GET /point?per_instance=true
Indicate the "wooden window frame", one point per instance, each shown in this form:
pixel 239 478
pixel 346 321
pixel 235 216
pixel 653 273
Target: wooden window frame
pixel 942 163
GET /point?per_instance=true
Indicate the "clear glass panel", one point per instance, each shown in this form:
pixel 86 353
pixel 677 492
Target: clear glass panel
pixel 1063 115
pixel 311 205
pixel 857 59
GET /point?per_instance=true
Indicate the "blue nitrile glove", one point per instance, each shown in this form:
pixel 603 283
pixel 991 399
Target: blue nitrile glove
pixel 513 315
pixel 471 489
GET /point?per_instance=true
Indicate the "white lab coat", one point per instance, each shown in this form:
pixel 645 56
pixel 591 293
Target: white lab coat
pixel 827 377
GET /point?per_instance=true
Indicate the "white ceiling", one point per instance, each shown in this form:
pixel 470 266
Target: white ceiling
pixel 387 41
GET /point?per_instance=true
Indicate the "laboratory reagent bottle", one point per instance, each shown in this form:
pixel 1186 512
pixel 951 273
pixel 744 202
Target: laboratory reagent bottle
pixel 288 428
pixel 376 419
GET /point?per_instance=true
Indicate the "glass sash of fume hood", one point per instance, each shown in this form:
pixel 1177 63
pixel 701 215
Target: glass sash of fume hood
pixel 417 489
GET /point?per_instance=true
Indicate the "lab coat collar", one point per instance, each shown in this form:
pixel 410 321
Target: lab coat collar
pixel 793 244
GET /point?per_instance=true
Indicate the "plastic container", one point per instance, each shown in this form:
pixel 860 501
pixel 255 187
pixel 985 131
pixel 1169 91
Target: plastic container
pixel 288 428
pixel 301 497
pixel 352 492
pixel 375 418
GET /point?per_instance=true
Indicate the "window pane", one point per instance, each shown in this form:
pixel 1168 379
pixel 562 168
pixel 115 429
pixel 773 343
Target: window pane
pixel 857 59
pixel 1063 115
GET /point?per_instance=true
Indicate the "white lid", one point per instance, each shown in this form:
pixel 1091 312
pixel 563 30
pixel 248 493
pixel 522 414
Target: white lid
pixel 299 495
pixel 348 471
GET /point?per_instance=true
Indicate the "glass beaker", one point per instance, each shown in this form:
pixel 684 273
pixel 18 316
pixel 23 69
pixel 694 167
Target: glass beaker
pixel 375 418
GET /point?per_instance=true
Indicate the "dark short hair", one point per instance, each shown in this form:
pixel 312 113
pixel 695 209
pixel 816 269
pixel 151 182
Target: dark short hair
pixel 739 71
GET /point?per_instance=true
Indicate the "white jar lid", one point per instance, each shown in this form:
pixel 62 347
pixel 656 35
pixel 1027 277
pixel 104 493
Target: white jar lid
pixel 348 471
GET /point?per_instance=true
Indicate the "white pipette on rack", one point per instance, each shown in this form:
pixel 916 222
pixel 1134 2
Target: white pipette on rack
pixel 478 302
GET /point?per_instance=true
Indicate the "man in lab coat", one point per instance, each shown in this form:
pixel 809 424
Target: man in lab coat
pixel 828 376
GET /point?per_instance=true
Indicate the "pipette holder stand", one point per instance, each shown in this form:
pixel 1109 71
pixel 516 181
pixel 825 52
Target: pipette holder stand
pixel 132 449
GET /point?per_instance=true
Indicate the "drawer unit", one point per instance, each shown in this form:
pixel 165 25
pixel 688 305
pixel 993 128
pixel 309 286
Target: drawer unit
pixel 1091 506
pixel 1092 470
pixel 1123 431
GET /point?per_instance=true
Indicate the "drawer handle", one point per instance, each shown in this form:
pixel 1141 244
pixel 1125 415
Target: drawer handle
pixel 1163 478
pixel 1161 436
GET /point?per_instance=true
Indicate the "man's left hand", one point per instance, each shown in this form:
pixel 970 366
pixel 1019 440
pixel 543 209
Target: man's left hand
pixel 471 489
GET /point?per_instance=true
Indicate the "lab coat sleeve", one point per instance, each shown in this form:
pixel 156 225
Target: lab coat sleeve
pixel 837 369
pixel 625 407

★ ★ ★

- [Problem description]: All entries above are to be repeated verbatim, down to the last line.

- [Solved exercise]:
GET /point?per_instance=true
Indicate the "wooden window frame", one point per instance, each shown in this form:
pixel 239 478
pixel 346 321
pixel 235 216
pixel 653 273
Target: wooden window frame
pixel 942 163
GET /point?per_instance=true
Indicate the "clear glass panel", one point per instance, each shown in this form:
pixel 86 353
pixel 677 492
Target: clear glass panel
pixel 1063 115
pixel 311 205
pixel 857 59
GET /point?per_instance=true
Indicate the "blue nitrile glove", one point per instance, each shown in this form:
pixel 603 283
pixel 991 399
Target: blue nitrile glove
pixel 513 315
pixel 471 489
GET /point?per_instance=true
Indicate the "white lab coat", one point per instance, each shown in this form:
pixel 645 56
pixel 591 293
Target: white lab coat
pixel 827 377
GET /point?per_instance=true
Indicate the "white ceiling", one point per instance, each shown in this form:
pixel 470 266
Target: white ceiling
pixel 387 41
GET /point?per_instance=true
Indicate the "laboratory reagent bottle", one point per instance, each shown in this form:
pixel 1186 512
pixel 951 273
pixel 744 202
Target: laboratory reagent bottle
pixel 288 428
pixel 376 419
GET /point?per_instance=true
Indicate the "glass sash of fume hood", one point per instance, each shown in this form:
pixel 1177 63
pixel 701 215
Target: glass sash of fume hood
pixel 417 489
GET /point?per_instance=true
Indicate the "lab coat collar", one point per instance, each shown in this form:
pixel 410 321
Target: lab coat collar
pixel 793 244
GET /point?per_instance=true
Indicate the "plastic container", one point per instance, each shown in this form:
pixel 860 501
pixel 255 187
pixel 985 131
pixel 1169 91
Target: plastic container
pixel 288 428
pixel 301 497
pixel 352 492
pixel 375 418
GET /point?per_instance=true
Indicate the "window pane", one point per instance, each shown in this form:
pixel 1168 379
pixel 562 168
pixel 115 429
pixel 773 343
Target: window pane
pixel 857 59
pixel 1063 115
GET /point?per_instance=true
Indicate the "white lid", one point per instance, each shown in this form:
pixel 1091 312
pixel 563 30
pixel 248 493
pixel 522 414
Target: white lid
pixel 299 495
pixel 348 471
GET /point?per_instance=true
Indicate the "glass beaker", one point per instance, each shown in this form:
pixel 684 273
pixel 18 316
pixel 23 69
pixel 694 167
Target: glass beaker
pixel 375 418
GET /point?per_instance=true
Indicate the "dark short hair", one point per instance, each shown in this form:
pixel 312 113
pixel 695 209
pixel 816 269
pixel 151 182
Target: dark short hair
pixel 739 71
GET /point?per_instance=true
Indicate the "white jar lid", one point per instance, each shown in this form:
pixel 62 347
pixel 656 35
pixel 1027 277
pixel 104 493
Target: white jar lid
pixel 348 471
GET /point?per_instance=true
Indicate the "white pipette on rack", one point per instance, each shown in this form:
pixel 916 222
pixel 1134 2
Target: white pipette on rack
pixel 478 302
GET /point?per_instance=true
Indicate the "man in lab coat", one point per instance, each shown in this form:
pixel 809 424
Target: man in lab coat
pixel 828 376
GET /point?per_instance=true
Indicate the "pipette holder stand", one point per instance, each shown in this form:
pixel 1109 71
pixel 516 181
pixel 825 52
Target: pipette holder stand
pixel 132 449
GET /point?per_instance=true
Indicate the "drawer unit", one point per instance, each shown in this form:
pixel 165 25
pixel 688 305
pixel 993 128
pixel 309 286
Target: drawer unit
pixel 1091 506
pixel 1092 470
pixel 1123 431
GET /point?per_instance=true
Indicate the "drawer handle", one point per instance, each shown in this form:
pixel 1141 244
pixel 1125 415
Target: drawer handle
pixel 1163 478
pixel 1161 436
GET /point?per_instance=true
Indicate the "man's left hand", one point per instance, each shown in this form:
pixel 970 366
pixel 1019 440
pixel 543 209
Target: man's left hand
pixel 471 489
GET /point?per_instance=true
Indicate the "lab coat sleeve", one point per instance, each shown in this form:
pixel 156 225
Target: lab coat sleeve
pixel 837 369
pixel 625 407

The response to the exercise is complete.